• **Alıştırma**
Aşağıdaki satırları süzerek "skin" sözcüğünü içerenlerin her birini kopyalayın. Büyük ve küçük harf ayrımı dikkate alınmalıdır.

• **Veri satırları**

-*-

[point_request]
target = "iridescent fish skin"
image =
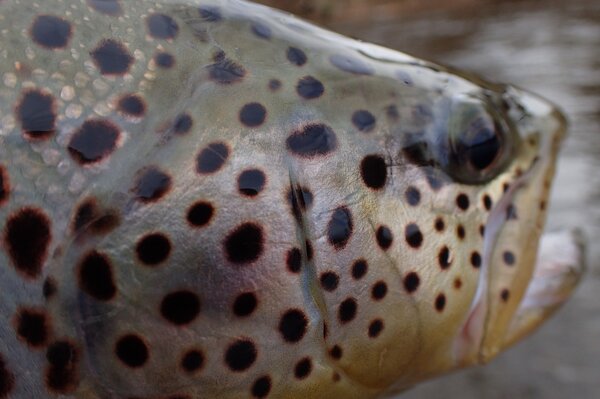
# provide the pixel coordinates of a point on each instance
(216, 200)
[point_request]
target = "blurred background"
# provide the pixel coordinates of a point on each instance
(552, 48)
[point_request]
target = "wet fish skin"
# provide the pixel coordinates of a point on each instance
(215, 199)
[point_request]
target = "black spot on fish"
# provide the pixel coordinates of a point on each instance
(212, 158)
(253, 114)
(164, 60)
(292, 325)
(95, 140)
(240, 355)
(339, 228)
(27, 235)
(96, 277)
(251, 182)
(180, 307)
(351, 64)
(373, 171)
(200, 214)
(132, 351)
(51, 32)
(313, 140)
(112, 57)
(245, 244)
(153, 249)
(36, 112)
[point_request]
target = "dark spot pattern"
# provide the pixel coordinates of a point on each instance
(336, 352)
(296, 56)
(351, 64)
(384, 237)
(192, 361)
(312, 140)
(7, 379)
(300, 199)
(108, 7)
(4, 185)
(96, 277)
(164, 60)
(32, 326)
(161, 26)
(112, 57)
(183, 123)
(339, 228)
(153, 249)
(347, 310)
(180, 307)
(303, 368)
(212, 158)
(200, 214)
(95, 140)
(412, 195)
(509, 258)
(132, 105)
(261, 387)
(413, 235)
(244, 244)
(210, 14)
(411, 282)
(373, 171)
(27, 235)
(359, 269)
(363, 120)
(51, 32)
(444, 258)
(132, 351)
(245, 304)
(36, 112)
(292, 325)
(487, 202)
(462, 201)
(440, 302)
(310, 88)
(460, 231)
(240, 355)
(253, 114)
(439, 224)
(62, 373)
(476, 260)
(294, 260)
(274, 84)
(375, 328)
(261, 30)
(379, 290)
(152, 184)
(329, 281)
(226, 72)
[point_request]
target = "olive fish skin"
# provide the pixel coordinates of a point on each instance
(215, 199)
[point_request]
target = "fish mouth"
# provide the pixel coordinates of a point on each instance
(538, 283)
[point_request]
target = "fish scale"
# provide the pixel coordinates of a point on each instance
(215, 199)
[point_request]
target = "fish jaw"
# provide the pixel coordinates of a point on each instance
(498, 317)
(558, 270)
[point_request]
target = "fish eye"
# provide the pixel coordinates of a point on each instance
(478, 141)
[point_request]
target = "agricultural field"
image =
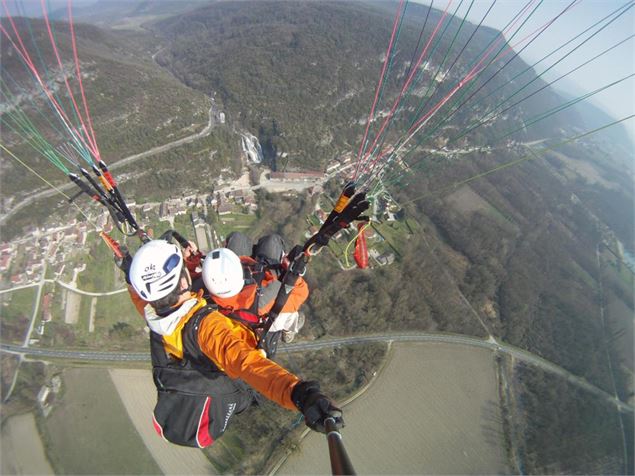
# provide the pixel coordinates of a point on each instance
(16, 308)
(225, 224)
(432, 410)
(22, 449)
(89, 432)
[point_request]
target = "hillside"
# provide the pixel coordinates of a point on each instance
(512, 241)
(135, 105)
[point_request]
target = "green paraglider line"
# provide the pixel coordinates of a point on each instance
(454, 139)
(30, 169)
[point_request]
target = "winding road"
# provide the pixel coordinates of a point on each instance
(120, 163)
(330, 342)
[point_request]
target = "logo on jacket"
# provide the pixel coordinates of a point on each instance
(230, 411)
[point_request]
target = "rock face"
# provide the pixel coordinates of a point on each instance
(251, 147)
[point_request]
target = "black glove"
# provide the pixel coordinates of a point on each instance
(353, 210)
(315, 406)
(297, 260)
(124, 263)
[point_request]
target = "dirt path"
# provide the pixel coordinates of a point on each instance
(91, 320)
(22, 449)
(71, 312)
(433, 410)
(138, 394)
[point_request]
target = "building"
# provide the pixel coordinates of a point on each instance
(296, 176)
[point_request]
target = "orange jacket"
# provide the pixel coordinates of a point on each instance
(232, 347)
(245, 298)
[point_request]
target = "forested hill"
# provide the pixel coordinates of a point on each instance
(302, 75)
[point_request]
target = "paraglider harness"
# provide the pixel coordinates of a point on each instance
(348, 208)
(195, 399)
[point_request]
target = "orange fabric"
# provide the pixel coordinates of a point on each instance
(245, 298)
(232, 347)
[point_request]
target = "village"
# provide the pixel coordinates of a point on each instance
(58, 249)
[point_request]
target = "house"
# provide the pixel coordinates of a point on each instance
(225, 209)
(296, 176)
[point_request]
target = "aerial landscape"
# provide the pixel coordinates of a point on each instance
(474, 316)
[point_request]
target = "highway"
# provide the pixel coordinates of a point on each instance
(330, 342)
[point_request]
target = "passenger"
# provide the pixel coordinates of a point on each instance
(206, 365)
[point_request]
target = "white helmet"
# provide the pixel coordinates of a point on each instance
(155, 269)
(223, 273)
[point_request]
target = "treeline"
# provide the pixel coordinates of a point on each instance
(302, 75)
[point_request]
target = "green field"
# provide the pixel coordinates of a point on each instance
(225, 224)
(16, 308)
(89, 432)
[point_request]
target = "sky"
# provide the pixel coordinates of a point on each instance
(618, 101)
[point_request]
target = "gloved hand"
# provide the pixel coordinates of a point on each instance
(297, 261)
(124, 262)
(315, 406)
(353, 210)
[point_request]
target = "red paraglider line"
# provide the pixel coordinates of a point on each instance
(406, 84)
(79, 78)
(68, 87)
(23, 52)
(379, 84)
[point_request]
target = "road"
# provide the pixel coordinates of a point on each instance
(517, 353)
(125, 161)
(64, 285)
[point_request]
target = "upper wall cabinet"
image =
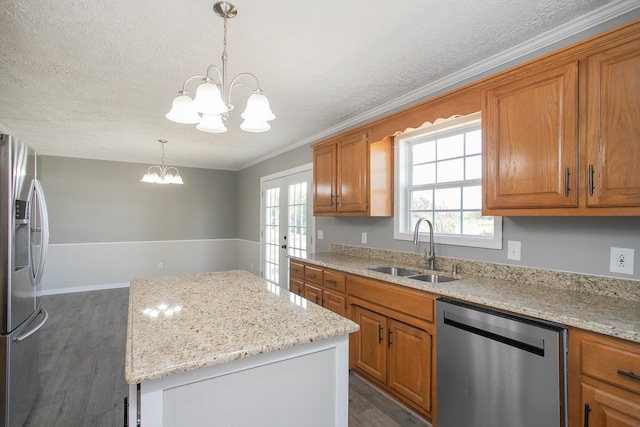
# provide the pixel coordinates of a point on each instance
(352, 176)
(613, 126)
(561, 136)
(530, 126)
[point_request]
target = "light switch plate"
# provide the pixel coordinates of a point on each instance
(621, 260)
(513, 250)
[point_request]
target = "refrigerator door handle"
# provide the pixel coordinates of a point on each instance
(24, 336)
(38, 192)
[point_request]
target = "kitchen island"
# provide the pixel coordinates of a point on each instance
(229, 348)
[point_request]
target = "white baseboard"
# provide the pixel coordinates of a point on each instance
(83, 289)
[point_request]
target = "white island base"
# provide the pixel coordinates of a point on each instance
(305, 385)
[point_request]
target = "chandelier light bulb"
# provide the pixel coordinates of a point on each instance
(208, 99)
(209, 108)
(161, 174)
(183, 110)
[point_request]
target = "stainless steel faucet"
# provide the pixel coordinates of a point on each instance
(429, 257)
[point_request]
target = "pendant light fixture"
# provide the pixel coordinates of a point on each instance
(211, 106)
(161, 174)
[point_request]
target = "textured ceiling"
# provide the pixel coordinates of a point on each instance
(94, 79)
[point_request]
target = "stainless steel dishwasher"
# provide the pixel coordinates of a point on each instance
(498, 370)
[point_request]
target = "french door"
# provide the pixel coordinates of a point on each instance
(287, 223)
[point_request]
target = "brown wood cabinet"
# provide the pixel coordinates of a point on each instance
(613, 125)
(560, 134)
(604, 381)
(530, 128)
(394, 347)
(320, 286)
(352, 176)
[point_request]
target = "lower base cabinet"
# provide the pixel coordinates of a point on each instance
(604, 381)
(394, 346)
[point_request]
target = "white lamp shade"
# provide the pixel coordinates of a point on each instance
(208, 99)
(212, 123)
(150, 177)
(255, 125)
(177, 178)
(183, 111)
(258, 108)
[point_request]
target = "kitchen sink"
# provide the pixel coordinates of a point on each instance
(412, 274)
(432, 278)
(394, 271)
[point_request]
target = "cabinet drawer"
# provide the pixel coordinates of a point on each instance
(404, 300)
(333, 281)
(296, 269)
(313, 275)
(611, 364)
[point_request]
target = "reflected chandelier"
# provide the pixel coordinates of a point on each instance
(161, 174)
(212, 103)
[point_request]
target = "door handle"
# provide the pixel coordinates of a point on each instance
(587, 409)
(629, 374)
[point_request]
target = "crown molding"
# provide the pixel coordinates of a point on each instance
(563, 33)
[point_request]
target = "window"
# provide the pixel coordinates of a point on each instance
(439, 176)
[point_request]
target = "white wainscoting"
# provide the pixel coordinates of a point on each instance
(82, 267)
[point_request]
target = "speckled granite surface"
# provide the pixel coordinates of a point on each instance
(181, 323)
(557, 297)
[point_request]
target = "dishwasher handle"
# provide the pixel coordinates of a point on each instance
(526, 343)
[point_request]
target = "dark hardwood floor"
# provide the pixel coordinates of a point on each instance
(82, 369)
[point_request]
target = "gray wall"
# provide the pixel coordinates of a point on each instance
(102, 201)
(580, 245)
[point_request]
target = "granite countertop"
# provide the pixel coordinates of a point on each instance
(180, 323)
(609, 315)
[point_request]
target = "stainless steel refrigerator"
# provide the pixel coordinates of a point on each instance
(24, 237)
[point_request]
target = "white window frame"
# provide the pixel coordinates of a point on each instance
(401, 202)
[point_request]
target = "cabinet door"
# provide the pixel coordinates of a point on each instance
(324, 179)
(313, 293)
(410, 362)
(352, 174)
(371, 343)
(531, 140)
(605, 409)
(296, 286)
(335, 302)
(613, 99)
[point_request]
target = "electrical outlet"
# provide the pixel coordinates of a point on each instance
(621, 260)
(513, 250)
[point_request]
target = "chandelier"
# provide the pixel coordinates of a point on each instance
(161, 174)
(212, 103)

-*-

• **Eksiksiz cevap**
target = "iridescent fish skin"
target = "wet fish skin"
target = "olive fish skin"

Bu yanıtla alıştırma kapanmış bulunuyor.